Dataset entries Block Start

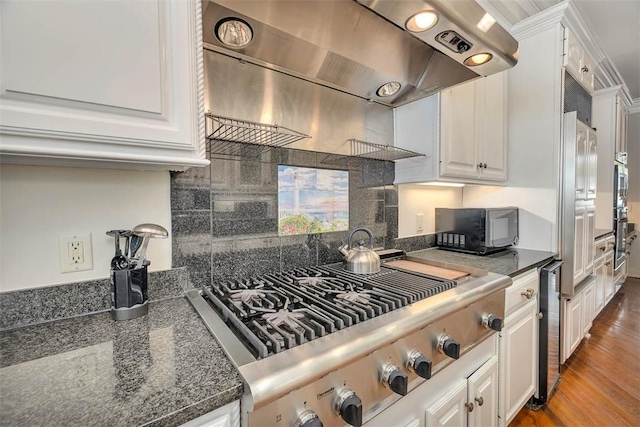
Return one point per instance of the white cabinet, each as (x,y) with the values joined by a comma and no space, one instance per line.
(603,269)
(579,244)
(470,403)
(578,62)
(599,271)
(78,90)
(622,117)
(450,410)
(518,360)
(578,314)
(588,309)
(572,325)
(473,130)
(462,132)
(225,416)
(586,159)
(610,111)
(518,364)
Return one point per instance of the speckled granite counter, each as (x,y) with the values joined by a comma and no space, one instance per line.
(510,262)
(161,369)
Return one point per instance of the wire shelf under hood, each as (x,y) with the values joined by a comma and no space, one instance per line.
(227,136)
(374,151)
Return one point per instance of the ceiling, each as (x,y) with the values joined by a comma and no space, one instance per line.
(614,24)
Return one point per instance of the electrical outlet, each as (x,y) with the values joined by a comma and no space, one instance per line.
(419,223)
(75,252)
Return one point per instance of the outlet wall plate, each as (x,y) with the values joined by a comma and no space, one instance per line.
(76,252)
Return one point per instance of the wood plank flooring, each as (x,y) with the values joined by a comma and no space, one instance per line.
(600,383)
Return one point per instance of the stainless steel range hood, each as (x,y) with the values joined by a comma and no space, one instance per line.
(356,47)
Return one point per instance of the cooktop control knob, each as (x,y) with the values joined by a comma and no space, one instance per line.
(419,364)
(449,346)
(308,419)
(395,379)
(349,407)
(492,322)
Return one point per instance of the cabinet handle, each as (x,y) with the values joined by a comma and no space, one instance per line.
(528,294)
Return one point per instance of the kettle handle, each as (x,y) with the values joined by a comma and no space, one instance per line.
(355,230)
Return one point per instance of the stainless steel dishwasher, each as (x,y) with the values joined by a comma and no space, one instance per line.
(549,334)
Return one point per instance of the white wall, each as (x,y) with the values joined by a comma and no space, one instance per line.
(37,204)
(633,162)
(415,199)
(535,129)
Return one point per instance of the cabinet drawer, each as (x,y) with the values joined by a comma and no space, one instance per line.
(600,246)
(524,288)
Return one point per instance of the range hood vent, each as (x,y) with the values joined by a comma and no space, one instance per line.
(226,136)
(359,47)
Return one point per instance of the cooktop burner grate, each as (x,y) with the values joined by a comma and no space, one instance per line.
(278,311)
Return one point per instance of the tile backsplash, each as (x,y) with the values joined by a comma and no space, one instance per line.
(225,216)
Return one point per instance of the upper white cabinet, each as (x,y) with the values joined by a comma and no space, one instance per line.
(462,131)
(578,62)
(610,112)
(106,83)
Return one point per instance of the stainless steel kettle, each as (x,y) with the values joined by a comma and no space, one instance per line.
(361,259)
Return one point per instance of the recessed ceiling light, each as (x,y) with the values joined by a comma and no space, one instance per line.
(478,59)
(388,89)
(421,21)
(233,32)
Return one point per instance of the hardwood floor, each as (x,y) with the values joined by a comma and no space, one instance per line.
(600,383)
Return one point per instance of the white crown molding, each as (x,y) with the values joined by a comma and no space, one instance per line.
(540,21)
(635,107)
(531,7)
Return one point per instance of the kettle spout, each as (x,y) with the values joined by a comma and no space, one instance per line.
(343,249)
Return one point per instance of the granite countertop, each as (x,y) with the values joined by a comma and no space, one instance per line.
(164,368)
(510,262)
(601,232)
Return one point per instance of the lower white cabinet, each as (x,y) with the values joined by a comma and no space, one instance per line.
(518,360)
(225,416)
(472,403)
(579,312)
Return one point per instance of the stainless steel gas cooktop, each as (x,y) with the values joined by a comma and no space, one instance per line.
(321,345)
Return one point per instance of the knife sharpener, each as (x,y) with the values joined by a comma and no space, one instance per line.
(129,297)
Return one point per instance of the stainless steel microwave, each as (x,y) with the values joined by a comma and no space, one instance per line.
(476,230)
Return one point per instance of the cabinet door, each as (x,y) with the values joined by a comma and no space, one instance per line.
(519,348)
(450,410)
(573,325)
(76,87)
(483,393)
(619,125)
(592,165)
(458,132)
(578,245)
(573,55)
(492,114)
(590,229)
(609,288)
(599,286)
(587,309)
(588,71)
(582,135)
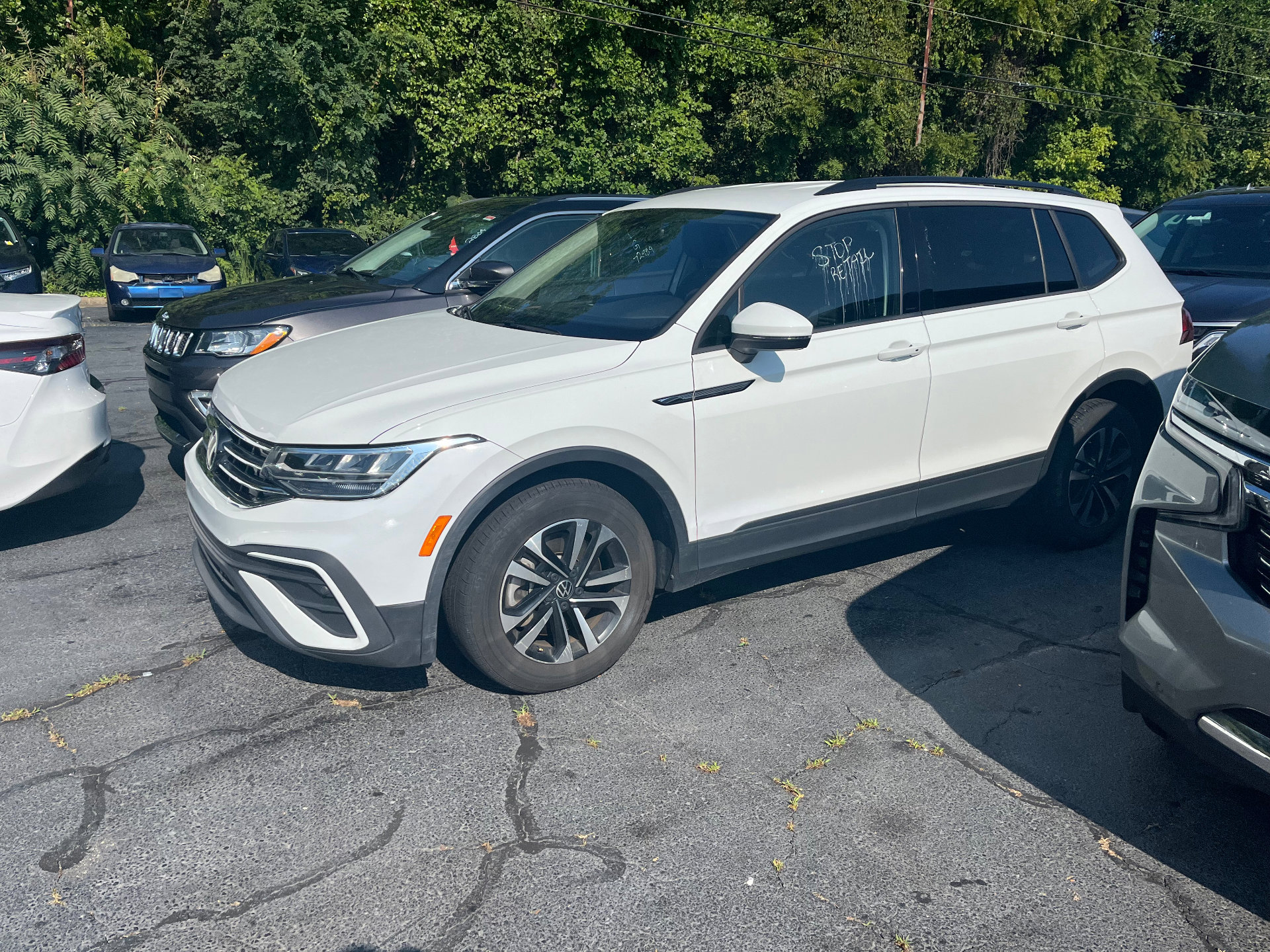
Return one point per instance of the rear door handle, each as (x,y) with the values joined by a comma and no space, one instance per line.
(900,350)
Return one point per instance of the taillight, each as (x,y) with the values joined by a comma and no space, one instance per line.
(42,357)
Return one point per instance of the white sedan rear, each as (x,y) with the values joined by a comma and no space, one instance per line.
(54,427)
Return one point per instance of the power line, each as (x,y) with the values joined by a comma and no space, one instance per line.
(1093,42)
(934,69)
(876,75)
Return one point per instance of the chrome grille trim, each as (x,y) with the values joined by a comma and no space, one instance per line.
(169,342)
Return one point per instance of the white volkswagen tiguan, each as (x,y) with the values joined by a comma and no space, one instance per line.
(706,381)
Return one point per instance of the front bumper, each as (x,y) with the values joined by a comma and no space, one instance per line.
(341,580)
(1195,645)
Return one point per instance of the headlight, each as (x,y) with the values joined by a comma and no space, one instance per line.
(361,473)
(1238,420)
(241,342)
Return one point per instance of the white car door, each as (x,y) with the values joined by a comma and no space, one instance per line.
(803,446)
(1014,340)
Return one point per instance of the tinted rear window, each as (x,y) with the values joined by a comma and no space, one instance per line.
(1095,255)
(976,254)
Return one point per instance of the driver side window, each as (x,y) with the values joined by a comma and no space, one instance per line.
(835,272)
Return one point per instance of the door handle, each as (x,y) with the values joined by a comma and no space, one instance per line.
(900,350)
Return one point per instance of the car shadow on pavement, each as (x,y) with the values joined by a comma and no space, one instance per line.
(106,498)
(1015,647)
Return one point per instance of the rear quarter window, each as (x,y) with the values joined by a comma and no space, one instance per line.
(1096,258)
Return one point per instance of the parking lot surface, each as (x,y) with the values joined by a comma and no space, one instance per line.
(988,793)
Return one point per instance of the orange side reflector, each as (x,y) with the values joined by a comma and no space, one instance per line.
(433,535)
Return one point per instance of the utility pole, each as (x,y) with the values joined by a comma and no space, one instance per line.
(926,66)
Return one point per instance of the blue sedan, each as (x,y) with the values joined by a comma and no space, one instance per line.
(149,264)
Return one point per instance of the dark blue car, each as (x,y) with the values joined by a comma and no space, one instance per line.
(291,252)
(1214,247)
(150,264)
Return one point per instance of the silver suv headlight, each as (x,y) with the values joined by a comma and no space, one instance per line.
(361,473)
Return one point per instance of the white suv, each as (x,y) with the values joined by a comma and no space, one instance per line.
(706,381)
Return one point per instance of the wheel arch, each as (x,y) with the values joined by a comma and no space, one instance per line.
(635,480)
(1128,387)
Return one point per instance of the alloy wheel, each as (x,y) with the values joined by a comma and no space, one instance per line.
(566,590)
(1101,476)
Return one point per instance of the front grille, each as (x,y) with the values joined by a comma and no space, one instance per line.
(1250,555)
(235,463)
(169,342)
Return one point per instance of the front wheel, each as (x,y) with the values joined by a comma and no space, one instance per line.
(553,587)
(1085,495)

Dataset entries Block End

Repeat exactly the lines from the one containing "Return one point per instance of the door" through the last line of the records above, both included, and nothing else.

Return one point per instance of the door handle, each as (x,y) with the values joined by a comma and no space, one instance per line.
(900,350)
Return one point per instance of the car shadow on pavement, each as (x,y) with the values joined by a comma and no space, one instance per line.
(106,498)
(1015,647)
Return one point per instance of the rear quarter window, each as (x,y) with the values joined by a comma and no space, one instance per line.
(1096,258)
Return one point per instance of the parking lot surface, each as (x,y) with the values joined by a comma and no space, one instance per line.
(988,793)
Return one point per instance of the orange side reflector, each as (x,y) with the values joined by a comma and no space, one instance per line.
(433,535)
Return one point per instance of the utility pole, each as (x,y) with the values joined by a comma and no space, one instance per line.
(926,66)
Return one point per instance of the blue sedan, each as (x,y) with the values joined by a comma and no space, one instance per line.
(149,264)
Return one point per instance of the dark blue car, each as (x,y) with the values joined by a comma and no space, one instance per line.
(291,252)
(1214,247)
(150,264)
Return one point per instance of the silver suv headlight, each as (x,y) with the values joined by a comma and no space, one instance per line.
(361,473)
Return one point per instance of the white suv, each as (x,y) with the values joined by a comma and no space, one instance per line.
(706,381)
Return one point per instance of the wheel arch, each as (x,y) with the values joined by a comma and no space, one instance per line.
(635,480)
(1128,387)
Return one point per instance of the alloy wheel, each as (x,y) with the values joined by a comma and no space, one instance per line.
(566,590)
(1101,476)
Return one point per instance of the front grille, each as (x,y) with the values joined by a comma and no space, one instance per line.
(1250,555)
(235,463)
(169,342)
Return one point per instance of the front wheel, each as (x,y) with the values joined by a comma and no space, one instance per line.
(553,587)
(1085,495)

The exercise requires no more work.